-------- Provided data

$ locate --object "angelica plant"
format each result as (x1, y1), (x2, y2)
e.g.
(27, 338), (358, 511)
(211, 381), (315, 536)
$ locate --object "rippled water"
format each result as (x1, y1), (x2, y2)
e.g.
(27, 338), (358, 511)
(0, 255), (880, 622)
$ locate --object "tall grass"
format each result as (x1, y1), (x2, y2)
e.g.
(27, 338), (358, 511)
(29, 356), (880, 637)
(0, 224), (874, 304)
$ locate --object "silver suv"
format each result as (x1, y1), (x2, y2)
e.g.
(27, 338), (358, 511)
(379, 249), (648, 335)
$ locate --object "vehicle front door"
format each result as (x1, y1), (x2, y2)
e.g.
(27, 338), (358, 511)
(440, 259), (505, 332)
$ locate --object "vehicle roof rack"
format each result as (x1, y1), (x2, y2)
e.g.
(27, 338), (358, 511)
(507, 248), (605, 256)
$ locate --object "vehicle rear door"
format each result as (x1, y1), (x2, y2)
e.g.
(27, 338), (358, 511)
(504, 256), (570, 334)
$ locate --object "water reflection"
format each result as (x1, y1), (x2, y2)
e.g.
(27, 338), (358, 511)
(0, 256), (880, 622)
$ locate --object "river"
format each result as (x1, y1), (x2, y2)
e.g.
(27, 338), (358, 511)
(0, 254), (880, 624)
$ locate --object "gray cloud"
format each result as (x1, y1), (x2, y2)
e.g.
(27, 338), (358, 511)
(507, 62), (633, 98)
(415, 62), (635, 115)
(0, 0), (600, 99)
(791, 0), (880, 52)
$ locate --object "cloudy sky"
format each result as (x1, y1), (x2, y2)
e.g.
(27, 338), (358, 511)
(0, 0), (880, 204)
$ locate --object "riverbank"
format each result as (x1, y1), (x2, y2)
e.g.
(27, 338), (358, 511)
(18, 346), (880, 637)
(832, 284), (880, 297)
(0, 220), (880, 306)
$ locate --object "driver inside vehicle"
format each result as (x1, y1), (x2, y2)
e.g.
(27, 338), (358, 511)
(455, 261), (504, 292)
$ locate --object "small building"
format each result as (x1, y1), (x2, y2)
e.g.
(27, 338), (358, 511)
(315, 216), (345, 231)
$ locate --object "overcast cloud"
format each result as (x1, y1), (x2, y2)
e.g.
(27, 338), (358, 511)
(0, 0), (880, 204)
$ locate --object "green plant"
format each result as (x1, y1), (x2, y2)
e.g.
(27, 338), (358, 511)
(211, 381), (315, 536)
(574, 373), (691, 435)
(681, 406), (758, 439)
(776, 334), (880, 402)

----------------

# Exercise details
Please reproduce all of the material above line for line, leaving every character unchanged.

# Output for this task
$ locate --object "angelica plant"
format each result as (x1, y1), (x2, y2)
e.g.
(27, 338), (358, 511)
(211, 381), (315, 536)
$ locate --object "rippled water"
format each result as (x1, y1), (x2, y2)
e.g.
(27, 338), (358, 511)
(0, 255), (880, 622)
$ locate --object "tall grass"
format each result as (x1, y1), (x2, y2)
e.g.
(27, 338), (358, 511)
(29, 356), (880, 637)
(0, 224), (874, 304)
$ locate --object "silver suv"
format each result as (x1, y1), (x2, y2)
e.g.
(27, 338), (358, 511)
(379, 249), (648, 335)
$ locate --object "vehicle front door"
format each result as (x1, y1), (x2, y2)
e.g.
(27, 338), (358, 511)
(440, 259), (505, 332)
$ locate --object "vehicle roof rack"
format each result as (x1, y1), (x2, y2)
e.g.
(27, 338), (358, 511)
(507, 248), (605, 256)
$ locate --object "vehicle rear door"
format each result as (x1, y1), (x2, y2)
e.g.
(27, 338), (358, 511)
(504, 256), (570, 334)
$ locate --object "water reflection"
format each result as (x1, y1), (x2, y2)
e.g.
(27, 338), (358, 511)
(0, 256), (880, 622)
$ locate --object "river"
format each result as (x1, y1), (x2, y2)
e.g.
(27, 338), (358, 511)
(0, 254), (880, 624)
$ locate --object "gray cloud"
format each result as (x1, y1), (x2, y2)
e.g.
(27, 338), (358, 511)
(507, 62), (633, 98)
(415, 62), (635, 115)
(0, 0), (600, 99)
(791, 0), (880, 52)
$ locate --object "cloudy sky"
format each result as (x1, y1), (x2, y2)
e.g.
(27, 338), (358, 511)
(0, 0), (880, 204)
$ locate --object "riverbank"
format each result as (x1, y1), (x2, y2)
e.g.
(27, 338), (358, 511)
(18, 346), (880, 637)
(832, 284), (880, 297)
(0, 220), (880, 306)
$ locate --object "driver inside vehicle"
format each result as (x1, y1), (x2, y2)
e.g.
(27, 338), (358, 511)
(455, 261), (504, 292)
$ locate --object "small building"
format each result as (x1, y1), (x2, y2)
e.g.
(27, 338), (358, 511)
(315, 216), (345, 231)
$ locate --object "overcast cloud"
format each result as (x1, y1), (x2, y2)
e.g.
(27, 338), (358, 511)
(0, 0), (880, 204)
$ locate --object "green plant"
format each result as (x1, y1), (x2, y2)
e.g.
(27, 338), (358, 511)
(211, 381), (315, 536)
(574, 373), (691, 435)
(681, 406), (758, 439)
(776, 334), (880, 402)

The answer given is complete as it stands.